**TEKS SUMBER:**

Ekonom dan Ulama Ingatkan Boikot Salah Sasaran Berpotensi Merusak Ekonomi

Sugeng Sumariyadi
18/7/2025 20:25
Ekonom dan Ulama Ingatkan Boikot Salah Sasaran Berpotensi Merusak Ekonomi
Restoran MC Donald, salah satu usaha yang menjadi sasaran boikot.(ISTIMEWA)

SEIRING masih berlangsungnya agresi militer Israel ke Gaza, aksi boikot terhadap sejumlah merek global terus menggema di berbagai belahan dunia, termasuk Indonesia.

Di ruang-ruang digital, daftar produk yang dianggap terafiliasi dengan Israel beredar luas. Bahkan sering kali tanpa data dan rujukan yang dapat dipertanggungjawabkan.

Pakar ekonomi dan ulama pun mengingatkan pentingnya bersikap bijak dan cermat dalam menyikapi ajakan boikot agar semangat solidaritas tidak berubah menjadi aksi yang kontraproduktif.

**SOAL YANG DIBERIKAN 1:**
Dalam artikel tentang boikot salah sasaran ini, siapa yang mengingatkan pentingnya bersikap bijak dan cermat dalam menyikapi ajakan boikot?
**SOAL YANG DIBERIKAN 2:**
Teruskan artikel tentang boikot salah sasaran ini, mulai setelah kalimat terakhirnya.
Entri yang menyusul tidak diperlukan dalam latihan ini.

**DATA YANG TERSEDIA:**
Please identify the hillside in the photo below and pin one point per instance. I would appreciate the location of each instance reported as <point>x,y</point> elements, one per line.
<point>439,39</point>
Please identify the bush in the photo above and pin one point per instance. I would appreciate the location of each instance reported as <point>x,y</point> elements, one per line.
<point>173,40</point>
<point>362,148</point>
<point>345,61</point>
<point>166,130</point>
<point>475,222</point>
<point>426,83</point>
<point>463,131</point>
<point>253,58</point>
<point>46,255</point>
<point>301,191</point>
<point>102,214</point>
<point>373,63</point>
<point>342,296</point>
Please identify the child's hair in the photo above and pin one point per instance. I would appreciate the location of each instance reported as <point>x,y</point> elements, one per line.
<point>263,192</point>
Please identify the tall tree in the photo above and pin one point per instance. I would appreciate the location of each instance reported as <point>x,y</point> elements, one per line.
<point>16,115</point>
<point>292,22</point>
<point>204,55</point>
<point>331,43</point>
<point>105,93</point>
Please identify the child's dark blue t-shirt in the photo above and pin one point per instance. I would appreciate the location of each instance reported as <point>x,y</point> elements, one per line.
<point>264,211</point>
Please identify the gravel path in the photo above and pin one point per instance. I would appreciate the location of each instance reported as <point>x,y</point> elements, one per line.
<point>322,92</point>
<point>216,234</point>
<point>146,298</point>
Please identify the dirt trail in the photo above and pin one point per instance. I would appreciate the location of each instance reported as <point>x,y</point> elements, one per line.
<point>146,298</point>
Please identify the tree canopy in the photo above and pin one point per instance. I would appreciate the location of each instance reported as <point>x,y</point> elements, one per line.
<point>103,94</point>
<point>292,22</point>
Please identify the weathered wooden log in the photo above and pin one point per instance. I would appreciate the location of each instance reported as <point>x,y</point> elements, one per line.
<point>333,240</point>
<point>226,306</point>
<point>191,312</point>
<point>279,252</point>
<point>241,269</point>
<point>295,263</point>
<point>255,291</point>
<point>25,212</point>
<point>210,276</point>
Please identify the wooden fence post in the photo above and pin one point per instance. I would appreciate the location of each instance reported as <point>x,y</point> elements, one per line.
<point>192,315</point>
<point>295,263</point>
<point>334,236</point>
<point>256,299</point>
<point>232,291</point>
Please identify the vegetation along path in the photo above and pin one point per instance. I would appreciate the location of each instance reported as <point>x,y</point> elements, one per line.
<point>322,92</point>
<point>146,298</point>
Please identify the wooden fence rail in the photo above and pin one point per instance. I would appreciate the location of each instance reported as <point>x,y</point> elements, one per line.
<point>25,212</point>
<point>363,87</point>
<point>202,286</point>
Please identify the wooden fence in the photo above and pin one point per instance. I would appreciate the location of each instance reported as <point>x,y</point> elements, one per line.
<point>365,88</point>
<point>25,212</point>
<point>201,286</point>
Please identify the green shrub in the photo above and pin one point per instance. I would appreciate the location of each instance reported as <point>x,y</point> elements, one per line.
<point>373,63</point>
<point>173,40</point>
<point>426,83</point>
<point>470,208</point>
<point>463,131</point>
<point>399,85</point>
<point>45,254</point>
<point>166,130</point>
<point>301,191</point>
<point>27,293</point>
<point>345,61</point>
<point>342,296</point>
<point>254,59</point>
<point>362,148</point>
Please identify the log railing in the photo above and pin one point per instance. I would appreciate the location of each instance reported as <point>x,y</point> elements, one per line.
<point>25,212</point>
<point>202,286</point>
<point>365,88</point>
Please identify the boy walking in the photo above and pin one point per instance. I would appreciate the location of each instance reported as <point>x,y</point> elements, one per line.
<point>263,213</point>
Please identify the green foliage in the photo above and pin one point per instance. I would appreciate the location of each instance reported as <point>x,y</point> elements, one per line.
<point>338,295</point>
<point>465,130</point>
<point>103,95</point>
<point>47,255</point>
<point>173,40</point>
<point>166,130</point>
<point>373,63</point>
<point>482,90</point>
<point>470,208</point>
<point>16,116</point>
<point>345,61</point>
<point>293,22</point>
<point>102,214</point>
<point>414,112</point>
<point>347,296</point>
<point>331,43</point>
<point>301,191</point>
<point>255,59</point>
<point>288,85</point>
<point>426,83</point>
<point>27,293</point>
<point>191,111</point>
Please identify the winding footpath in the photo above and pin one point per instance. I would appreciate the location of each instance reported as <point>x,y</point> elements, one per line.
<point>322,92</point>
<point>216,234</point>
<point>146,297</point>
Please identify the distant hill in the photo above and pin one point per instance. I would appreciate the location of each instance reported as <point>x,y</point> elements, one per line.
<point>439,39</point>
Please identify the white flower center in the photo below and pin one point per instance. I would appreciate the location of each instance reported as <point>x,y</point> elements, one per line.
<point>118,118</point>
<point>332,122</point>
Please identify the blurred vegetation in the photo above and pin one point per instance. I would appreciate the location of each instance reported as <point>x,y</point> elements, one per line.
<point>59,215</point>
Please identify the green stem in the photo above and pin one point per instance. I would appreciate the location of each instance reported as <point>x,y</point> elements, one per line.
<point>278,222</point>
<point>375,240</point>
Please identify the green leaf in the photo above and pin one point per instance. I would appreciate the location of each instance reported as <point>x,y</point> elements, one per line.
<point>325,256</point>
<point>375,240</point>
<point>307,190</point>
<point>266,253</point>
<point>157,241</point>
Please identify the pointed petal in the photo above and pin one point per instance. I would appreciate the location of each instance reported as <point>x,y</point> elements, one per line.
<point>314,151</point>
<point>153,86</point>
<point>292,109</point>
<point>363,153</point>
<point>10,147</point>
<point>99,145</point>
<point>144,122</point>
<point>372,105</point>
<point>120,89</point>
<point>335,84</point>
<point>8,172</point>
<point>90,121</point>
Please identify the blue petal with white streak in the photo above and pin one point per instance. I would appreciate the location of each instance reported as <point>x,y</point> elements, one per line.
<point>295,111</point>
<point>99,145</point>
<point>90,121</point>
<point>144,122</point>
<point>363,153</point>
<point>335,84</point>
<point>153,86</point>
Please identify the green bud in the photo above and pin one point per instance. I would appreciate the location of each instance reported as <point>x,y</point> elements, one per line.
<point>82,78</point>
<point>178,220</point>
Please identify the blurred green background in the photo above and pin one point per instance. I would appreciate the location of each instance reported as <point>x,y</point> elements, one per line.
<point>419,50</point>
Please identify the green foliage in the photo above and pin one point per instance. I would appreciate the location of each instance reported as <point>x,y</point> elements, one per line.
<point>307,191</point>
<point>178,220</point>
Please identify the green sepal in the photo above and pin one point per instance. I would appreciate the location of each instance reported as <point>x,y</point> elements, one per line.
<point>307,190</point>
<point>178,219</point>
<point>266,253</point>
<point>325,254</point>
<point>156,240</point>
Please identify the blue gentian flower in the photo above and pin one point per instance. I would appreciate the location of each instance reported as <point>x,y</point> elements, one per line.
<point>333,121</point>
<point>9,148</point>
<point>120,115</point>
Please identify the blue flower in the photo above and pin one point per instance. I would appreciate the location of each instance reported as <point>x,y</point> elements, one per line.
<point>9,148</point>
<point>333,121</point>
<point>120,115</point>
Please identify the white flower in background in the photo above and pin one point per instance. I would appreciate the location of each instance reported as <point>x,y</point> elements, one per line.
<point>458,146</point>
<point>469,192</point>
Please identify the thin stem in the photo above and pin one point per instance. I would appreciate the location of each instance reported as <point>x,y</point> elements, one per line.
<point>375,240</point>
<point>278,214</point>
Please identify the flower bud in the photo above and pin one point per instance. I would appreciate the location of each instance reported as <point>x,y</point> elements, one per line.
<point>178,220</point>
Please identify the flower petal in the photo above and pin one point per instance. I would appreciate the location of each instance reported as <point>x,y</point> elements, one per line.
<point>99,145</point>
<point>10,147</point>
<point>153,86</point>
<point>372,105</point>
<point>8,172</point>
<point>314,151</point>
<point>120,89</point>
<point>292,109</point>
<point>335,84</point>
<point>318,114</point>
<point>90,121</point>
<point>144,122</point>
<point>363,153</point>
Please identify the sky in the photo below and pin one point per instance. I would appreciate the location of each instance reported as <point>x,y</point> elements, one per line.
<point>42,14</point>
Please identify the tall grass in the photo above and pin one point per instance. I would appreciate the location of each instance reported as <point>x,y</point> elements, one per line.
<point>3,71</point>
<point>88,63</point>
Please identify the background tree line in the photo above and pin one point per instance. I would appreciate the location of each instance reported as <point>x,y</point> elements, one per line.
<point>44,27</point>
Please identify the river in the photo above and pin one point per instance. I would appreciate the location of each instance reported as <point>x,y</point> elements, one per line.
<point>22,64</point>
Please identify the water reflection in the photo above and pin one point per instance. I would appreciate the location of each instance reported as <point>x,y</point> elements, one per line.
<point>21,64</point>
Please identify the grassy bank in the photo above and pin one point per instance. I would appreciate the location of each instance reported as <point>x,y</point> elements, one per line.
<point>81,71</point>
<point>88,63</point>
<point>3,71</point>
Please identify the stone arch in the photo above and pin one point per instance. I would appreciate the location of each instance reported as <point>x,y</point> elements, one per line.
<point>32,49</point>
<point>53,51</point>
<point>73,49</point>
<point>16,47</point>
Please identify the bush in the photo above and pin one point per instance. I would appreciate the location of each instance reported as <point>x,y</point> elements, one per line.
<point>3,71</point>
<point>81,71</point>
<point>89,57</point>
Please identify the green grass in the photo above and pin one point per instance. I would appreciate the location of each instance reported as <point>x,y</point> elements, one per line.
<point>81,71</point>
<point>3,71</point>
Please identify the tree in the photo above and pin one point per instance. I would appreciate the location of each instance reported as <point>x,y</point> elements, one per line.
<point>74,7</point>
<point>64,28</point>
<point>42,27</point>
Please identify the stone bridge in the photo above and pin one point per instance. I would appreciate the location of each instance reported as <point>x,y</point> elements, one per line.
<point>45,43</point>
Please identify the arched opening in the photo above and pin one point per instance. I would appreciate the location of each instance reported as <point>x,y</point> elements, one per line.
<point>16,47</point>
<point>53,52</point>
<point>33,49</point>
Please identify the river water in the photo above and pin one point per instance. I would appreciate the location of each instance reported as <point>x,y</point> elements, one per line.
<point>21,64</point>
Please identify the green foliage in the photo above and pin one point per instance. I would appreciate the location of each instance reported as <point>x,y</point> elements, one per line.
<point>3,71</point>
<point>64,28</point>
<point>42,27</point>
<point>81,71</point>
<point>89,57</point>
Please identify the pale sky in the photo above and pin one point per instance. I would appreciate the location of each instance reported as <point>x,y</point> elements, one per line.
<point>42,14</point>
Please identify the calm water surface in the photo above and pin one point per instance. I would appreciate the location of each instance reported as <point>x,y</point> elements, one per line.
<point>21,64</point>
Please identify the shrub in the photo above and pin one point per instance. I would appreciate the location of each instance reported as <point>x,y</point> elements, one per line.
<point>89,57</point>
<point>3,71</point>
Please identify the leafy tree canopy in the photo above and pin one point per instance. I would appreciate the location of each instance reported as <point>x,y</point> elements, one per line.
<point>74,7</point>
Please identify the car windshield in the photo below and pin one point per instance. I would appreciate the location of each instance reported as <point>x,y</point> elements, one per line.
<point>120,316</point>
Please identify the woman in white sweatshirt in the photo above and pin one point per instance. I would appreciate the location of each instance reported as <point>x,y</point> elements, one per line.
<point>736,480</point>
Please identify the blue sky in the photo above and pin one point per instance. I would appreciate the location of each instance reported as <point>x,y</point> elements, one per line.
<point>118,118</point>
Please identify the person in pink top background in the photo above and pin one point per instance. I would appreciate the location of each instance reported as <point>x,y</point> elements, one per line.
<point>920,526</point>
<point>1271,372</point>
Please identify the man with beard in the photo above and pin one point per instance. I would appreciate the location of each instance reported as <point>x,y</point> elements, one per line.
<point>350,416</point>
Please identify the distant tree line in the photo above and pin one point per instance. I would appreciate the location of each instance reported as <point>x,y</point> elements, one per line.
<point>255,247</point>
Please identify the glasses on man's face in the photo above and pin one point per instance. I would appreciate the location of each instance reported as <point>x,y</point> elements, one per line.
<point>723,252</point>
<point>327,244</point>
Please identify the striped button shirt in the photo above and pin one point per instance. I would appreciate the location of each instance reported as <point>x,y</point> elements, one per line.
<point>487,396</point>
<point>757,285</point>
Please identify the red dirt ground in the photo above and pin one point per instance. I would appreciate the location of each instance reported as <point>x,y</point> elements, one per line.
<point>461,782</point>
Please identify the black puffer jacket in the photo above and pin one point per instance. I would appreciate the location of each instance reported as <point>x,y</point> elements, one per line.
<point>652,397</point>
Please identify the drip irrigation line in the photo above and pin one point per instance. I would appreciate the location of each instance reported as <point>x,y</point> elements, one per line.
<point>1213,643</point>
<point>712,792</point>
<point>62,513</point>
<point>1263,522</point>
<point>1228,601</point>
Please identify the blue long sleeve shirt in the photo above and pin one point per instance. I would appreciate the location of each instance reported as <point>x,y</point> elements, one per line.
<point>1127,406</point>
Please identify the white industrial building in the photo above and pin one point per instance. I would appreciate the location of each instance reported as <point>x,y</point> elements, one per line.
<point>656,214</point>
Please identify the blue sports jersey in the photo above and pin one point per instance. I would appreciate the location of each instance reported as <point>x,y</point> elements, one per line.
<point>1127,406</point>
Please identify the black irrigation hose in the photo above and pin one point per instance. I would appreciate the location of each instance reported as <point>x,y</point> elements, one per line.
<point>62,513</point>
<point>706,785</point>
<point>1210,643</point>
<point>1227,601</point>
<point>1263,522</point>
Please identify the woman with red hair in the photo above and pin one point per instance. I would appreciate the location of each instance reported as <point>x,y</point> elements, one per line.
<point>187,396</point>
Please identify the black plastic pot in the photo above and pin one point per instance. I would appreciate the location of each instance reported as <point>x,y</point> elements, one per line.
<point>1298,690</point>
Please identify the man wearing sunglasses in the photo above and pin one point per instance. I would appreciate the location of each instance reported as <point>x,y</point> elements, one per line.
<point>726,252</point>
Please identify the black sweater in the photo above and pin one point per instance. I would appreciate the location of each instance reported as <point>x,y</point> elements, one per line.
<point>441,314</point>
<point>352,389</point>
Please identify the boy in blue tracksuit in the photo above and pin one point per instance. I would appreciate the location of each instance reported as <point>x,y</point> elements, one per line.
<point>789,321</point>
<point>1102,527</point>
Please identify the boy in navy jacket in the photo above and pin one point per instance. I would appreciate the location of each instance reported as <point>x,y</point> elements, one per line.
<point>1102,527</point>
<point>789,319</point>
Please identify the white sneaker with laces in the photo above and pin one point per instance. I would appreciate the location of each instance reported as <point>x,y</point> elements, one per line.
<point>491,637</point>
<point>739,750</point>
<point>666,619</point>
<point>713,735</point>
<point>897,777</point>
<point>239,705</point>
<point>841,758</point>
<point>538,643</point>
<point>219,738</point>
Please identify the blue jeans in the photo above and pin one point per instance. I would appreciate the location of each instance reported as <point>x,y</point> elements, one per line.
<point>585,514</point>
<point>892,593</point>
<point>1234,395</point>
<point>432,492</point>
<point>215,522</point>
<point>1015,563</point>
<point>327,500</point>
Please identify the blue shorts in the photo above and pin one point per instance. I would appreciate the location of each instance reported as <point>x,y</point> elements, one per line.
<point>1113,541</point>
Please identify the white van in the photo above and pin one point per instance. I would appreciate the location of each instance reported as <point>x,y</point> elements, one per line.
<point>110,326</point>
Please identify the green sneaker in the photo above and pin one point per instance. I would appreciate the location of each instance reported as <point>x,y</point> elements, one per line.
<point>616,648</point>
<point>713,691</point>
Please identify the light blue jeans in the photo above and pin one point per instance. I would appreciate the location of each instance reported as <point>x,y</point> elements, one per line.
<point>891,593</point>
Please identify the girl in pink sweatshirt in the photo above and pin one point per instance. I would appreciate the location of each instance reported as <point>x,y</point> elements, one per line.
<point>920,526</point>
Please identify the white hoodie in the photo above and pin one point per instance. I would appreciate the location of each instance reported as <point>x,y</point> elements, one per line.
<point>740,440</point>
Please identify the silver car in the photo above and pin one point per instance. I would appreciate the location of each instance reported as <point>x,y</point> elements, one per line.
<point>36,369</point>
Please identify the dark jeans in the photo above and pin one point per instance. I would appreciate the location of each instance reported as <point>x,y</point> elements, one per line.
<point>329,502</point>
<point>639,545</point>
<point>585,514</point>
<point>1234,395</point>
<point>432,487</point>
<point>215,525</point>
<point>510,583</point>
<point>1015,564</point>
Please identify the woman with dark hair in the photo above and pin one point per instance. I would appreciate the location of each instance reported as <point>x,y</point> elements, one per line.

**JAWABAN LATIHAN 1:**
Pakar ekonomi dan ulama.

**JAWABAN LATIHAN 2:**
Ekonom Gigih Prihantono menjelaskan, aksi boikot yang tidak berbasis data akurat dapat berdampak serius pada perekonomian nasional. Mulai dari penurunan omzet pelaku usaha, ancaman pemutusan hubungan kerja (PHK) hingga memburuknya persepsi investasi.

Ia menyebut fenomena ini bisa dikategorikan sebagai kampanye hitam yang bukan hanya menyasar entitas usaha yang sesungguhnya tidak memiliki keterlibatan langsung dalam konflik Palestina-Israel. Dampaknya tidak hanya terhadap perusahaan, tetapi juga ekonomi domestik.

"Betul bisa berimbas kepada ketenagakerjaan karena yang rugi kita sendiri sebenarnya kalau black campaign ini terus meluas," ujar Ekonom dari Universitas Airlangga itu, di Bandung, Jumat (18/7).

Salah satu rujukan kredibel yang dapat dijadikan acuan oleh masyarakat adalah laporan resmi Komisi Tinggi Hak Asasi Manusia Perserikatan Bangsa-Bangsa (OHCHR) yang dirilis pada akhir Juni 2025.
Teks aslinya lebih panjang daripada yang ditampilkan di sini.